** Opening Text block block **

Fady Nagah

Personal information
- Full name: Fady Mohamed Nagah Fathi
- Date of birth: 19 May 1990 (age 35)
- Place of birth: Egypt
- Position: Centre back

Team information
- Current team: Al Mokawloon

Senior career*
- Years: Team / Apps / (Gls)
- 2010–2013: Haras El Hodoud / 29 / (0)
- 2013–2014: Petrojet / 11 / (0)
- 2014–2015: Smouha / 2 / (0)
- 2015–2018: El Entag El Harby / 47 / (0)
- 2018: Mauerwerk Sport Admira / 1 / (0)
- 2018–2019: ENPPI / 5 / (0)
- 2019–2022: Al Mokawloon / 26 / (0)

= Fady Nagah =

Egyptian footballer (born 1990)

Fady Mohamed Nagah Fathi (فَادِي مُحَمَّد نَجَاح فَتْحِيّ; born 9 May 1990) is an Egyptian football player who is currently plays for Al Mokawloon as a defender.

He formerly played for Haras El Hodoud SC, Petrojet FC and Smouha SC.

==Career==
On 28 February 2019, Nagah joined Mauerwerk Sport Admira in Austria.

** Closing Text block block **

_List of tasks_
(a) Please rewrite the Fady Nagah profile from "Team information" to "Harby / 47 / (0)", changing "Petrojet" to "Petrojet FC".
(b) What position does the Fady Nagah profile give for him?
(c) Using the Fady Nagah profile, explain why his spell at Mauerwerk Sport Admira was a move abroad.

** Opening Supplied material block **

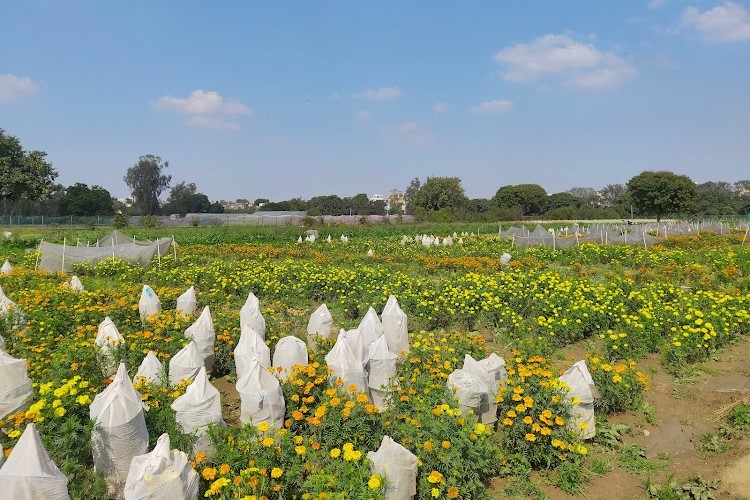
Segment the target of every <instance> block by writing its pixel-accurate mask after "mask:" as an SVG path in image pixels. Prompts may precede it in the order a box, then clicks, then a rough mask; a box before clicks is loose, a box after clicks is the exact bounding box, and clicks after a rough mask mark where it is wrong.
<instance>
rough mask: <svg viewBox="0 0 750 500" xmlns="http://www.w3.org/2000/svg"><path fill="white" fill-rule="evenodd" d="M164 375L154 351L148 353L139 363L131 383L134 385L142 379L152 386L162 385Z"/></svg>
mask: <svg viewBox="0 0 750 500" xmlns="http://www.w3.org/2000/svg"><path fill="white" fill-rule="evenodd" d="M166 375H167V372H166V371H164V365H162V364H161V361H159V358H157V357H156V354H154V351H148V354H146V357H145V358H143V361H141V364H140V366H139V367H138V371H137V372H136V373H135V377H133V383H134V384H135V383H136V382H138V381H139V379H141V378H142V379H145V381H146V382H147V383H149V384H152V385H164V382H165V381H166V380H167V376H166Z"/></svg>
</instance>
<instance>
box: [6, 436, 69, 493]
mask: <svg viewBox="0 0 750 500" xmlns="http://www.w3.org/2000/svg"><path fill="white" fill-rule="evenodd" d="M0 453H1V451H0ZM0 463H2V462H0ZM0 490H2V497H3V498H7V499H11V498H12V499H15V500H26V499H29V500H32V499H33V500H36V499H44V500H68V499H69V498H70V497H69V496H68V478H67V477H65V476H64V475H63V473H62V472H60V469H58V468H57V465H55V463H54V462H53V461H52V459H51V458H50V457H49V454H48V453H47V450H45V449H44V445H43V444H42V440H41V439H39V432H37V430H36V426H35V425H34V423H33V422H32V423H30V424H28V425H27V426H26V430H24V431H23V434H22V435H21V437H20V438H19V439H18V443H16V446H15V448H13V451H12V452H11V454H10V456H9V457H8V461H7V462H5V464H3V466H2V467H0Z"/></svg>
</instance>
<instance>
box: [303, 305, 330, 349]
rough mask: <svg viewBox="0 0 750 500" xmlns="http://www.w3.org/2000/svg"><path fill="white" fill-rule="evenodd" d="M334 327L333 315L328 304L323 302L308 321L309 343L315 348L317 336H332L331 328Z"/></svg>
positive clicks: (310, 317)
mask: <svg viewBox="0 0 750 500" xmlns="http://www.w3.org/2000/svg"><path fill="white" fill-rule="evenodd" d="M332 327H333V316H331V311H329V310H328V306H327V305H325V304H321V305H320V307H318V308H317V309H316V310H315V312H313V313H312V315H310V321H308V322H307V344H308V345H309V346H310V347H311V348H315V346H316V344H315V340H316V337H317V338H324V339H328V338H331V336H332V335H331V328H332Z"/></svg>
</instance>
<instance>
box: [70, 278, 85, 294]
mask: <svg viewBox="0 0 750 500" xmlns="http://www.w3.org/2000/svg"><path fill="white" fill-rule="evenodd" d="M70 289H71V290H75V291H76V292H82V291H83V283H81V280H80V278H78V276H75V275H74V276H72V277H71V278H70Z"/></svg>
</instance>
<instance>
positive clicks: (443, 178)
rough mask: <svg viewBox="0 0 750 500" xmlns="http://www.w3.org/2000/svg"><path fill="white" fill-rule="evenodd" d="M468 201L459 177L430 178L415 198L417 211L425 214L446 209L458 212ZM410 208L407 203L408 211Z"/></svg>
mask: <svg viewBox="0 0 750 500" xmlns="http://www.w3.org/2000/svg"><path fill="white" fill-rule="evenodd" d="M415 180H418V179H415ZM413 182H414V181H412V183H413ZM409 187H411V186H409ZM407 191H408V189H407ZM467 201H468V200H467V198H466V194H465V193H464V188H463V187H462V186H461V179H459V178H458V177H428V178H427V180H426V181H425V183H424V184H422V186H421V187H420V188H419V191H417V194H416V196H415V197H414V206H415V209H418V210H422V211H425V212H436V211H438V210H441V209H444V208H446V209H448V210H458V209H459V208H462V207H463V206H464V205H465V204H466V202H467ZM408 208H409V206H408V202H407V210H408Z"/></svg>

** Closing Supplied material block **

_Response list_
(a)
Team information
- Current team: Al Mokawloon

Senior career*
- Years: Team / Apps / (Gls)
- 2010–2013: Haras El Hodoud / 29 / (0)
- 2013–2014: Petrojet FC / 11 / (0)
- 2014–2015: Smouha / 2 / (0)
- 2015–2018: El Entag El Harby / 47 / (0)

(b) Centre back.

(c) The profile says Nagah was born in Egypt and is an Egyptian football player. It also says he joined Mauerwerk Sport Admira in Austria, a club outside his home country.